STORED RECORDS:
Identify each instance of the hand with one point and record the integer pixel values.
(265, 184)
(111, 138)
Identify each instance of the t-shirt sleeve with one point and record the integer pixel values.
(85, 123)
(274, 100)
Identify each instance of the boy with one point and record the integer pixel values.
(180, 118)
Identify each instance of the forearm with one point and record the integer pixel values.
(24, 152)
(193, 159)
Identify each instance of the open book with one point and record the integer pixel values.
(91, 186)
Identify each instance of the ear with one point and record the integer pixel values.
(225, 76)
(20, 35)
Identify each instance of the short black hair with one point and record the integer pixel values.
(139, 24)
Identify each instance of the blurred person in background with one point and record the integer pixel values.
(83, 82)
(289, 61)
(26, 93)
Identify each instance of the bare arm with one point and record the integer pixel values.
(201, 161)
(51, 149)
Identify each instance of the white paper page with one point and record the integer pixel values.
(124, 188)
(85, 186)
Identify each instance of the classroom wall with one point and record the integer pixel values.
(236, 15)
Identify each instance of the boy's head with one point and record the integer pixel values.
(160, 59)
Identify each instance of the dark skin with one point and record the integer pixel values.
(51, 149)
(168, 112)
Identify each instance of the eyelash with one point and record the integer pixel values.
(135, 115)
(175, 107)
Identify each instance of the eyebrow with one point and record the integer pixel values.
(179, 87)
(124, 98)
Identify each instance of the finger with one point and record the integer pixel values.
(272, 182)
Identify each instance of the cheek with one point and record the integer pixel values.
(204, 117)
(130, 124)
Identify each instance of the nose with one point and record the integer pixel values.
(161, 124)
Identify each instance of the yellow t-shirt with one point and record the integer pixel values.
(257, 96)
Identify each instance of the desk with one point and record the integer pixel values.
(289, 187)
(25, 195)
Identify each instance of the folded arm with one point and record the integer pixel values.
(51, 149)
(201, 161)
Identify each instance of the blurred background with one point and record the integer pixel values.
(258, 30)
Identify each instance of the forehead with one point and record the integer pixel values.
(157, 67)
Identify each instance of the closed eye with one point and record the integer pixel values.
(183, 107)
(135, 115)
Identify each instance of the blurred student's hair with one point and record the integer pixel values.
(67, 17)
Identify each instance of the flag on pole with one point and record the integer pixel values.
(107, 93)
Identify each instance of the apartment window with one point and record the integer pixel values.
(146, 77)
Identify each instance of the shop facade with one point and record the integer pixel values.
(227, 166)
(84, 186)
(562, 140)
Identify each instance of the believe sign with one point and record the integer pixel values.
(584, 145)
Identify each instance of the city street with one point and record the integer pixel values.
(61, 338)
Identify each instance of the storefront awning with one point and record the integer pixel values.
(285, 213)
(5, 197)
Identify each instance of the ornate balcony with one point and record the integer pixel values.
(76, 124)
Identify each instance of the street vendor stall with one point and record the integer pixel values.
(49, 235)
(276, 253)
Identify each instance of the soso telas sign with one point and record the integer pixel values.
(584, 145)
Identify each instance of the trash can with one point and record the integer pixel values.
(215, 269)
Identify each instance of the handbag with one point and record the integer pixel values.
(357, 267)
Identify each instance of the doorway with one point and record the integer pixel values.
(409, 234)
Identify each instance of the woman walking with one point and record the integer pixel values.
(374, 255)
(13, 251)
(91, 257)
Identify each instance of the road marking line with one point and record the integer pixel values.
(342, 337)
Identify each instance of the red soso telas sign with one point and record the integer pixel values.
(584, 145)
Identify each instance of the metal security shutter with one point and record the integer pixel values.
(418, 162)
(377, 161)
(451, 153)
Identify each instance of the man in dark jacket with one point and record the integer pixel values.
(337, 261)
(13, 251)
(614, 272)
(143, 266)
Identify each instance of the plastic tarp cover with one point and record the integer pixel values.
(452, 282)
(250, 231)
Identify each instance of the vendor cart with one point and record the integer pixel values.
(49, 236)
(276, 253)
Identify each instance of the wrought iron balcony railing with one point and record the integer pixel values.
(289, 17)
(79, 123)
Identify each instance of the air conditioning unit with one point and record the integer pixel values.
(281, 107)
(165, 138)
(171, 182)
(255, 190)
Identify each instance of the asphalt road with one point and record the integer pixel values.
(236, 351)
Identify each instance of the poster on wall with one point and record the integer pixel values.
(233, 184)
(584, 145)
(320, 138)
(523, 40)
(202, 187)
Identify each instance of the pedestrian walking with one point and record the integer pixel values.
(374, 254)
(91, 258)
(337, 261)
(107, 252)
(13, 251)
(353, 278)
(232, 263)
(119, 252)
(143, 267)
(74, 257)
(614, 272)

TASK STATEMENT: Write the lines out exactly, from the one with "Identify each instance of the trash" down to the last line of the listing, and leave out all others.

PROBLEM SOLUTION:
Identify each instance of the trash can with one point and record the integer pixel values.
(215, 269)
Identify each instance of the handbag with one point and record the integer pixel values.
(357, 267)
Identify each instance of the doorway with one point and record the integer pixel values.
(409, 234)
Identify each instance of the woman walking with one point and record the integer pixel values.
(374, 255)
(13, 251)
(91, 257)
Identify each instance of the road marking line with one point and record the integer pixel values.
(342, 337)
Identify each instance of the red soso telas sign with one point and record the integer pixel values.
(584, 145)
Identify each instance of the metal security shutter with one point and record the integer pixel values.
(418, 162)
(377, 161)
(451, 153)
Identify each instance of the man in dark jacket with one point and record the integer pixel values.
(337, 261)
(13, 251)
(614, 272)
(143, 266)
Identify each instance of the plastic tarp cover with one point and record the integer pixel values.
(452, 282)
(250, 231)
Identify each instance of the vendor cart with one point and record the integer pixel values.
(49, 236)
(276, 253)
Identify each instance of the wrought iron balcony railing with one point and record the integer pixel values.
(289, 17)
(79, 123)
Identify each instance of the air conditioning unit with one point and record the integer pixel values.
(281, 107)
(165, 138)
(171, 182)
(255, 190)
Identify each instance of the asphalt road with one point and record the integer pixel values.
(236, 351)
Identify each instance of the poster on wall with one point and record the integer pixel values.
(233, 184)
(584, 145)
(320, 138)
(523, 40)
(202, 187)
Identify each instance of the pedestrian walking with one point and record the integer pixel values.
(374, 254)
(91, 258)
(337, 261)
(107, 252)
(13, 251)
(353, 278)
(232, 263)
(119, 252)
(143, 267)
(74, 257)
(614, 272)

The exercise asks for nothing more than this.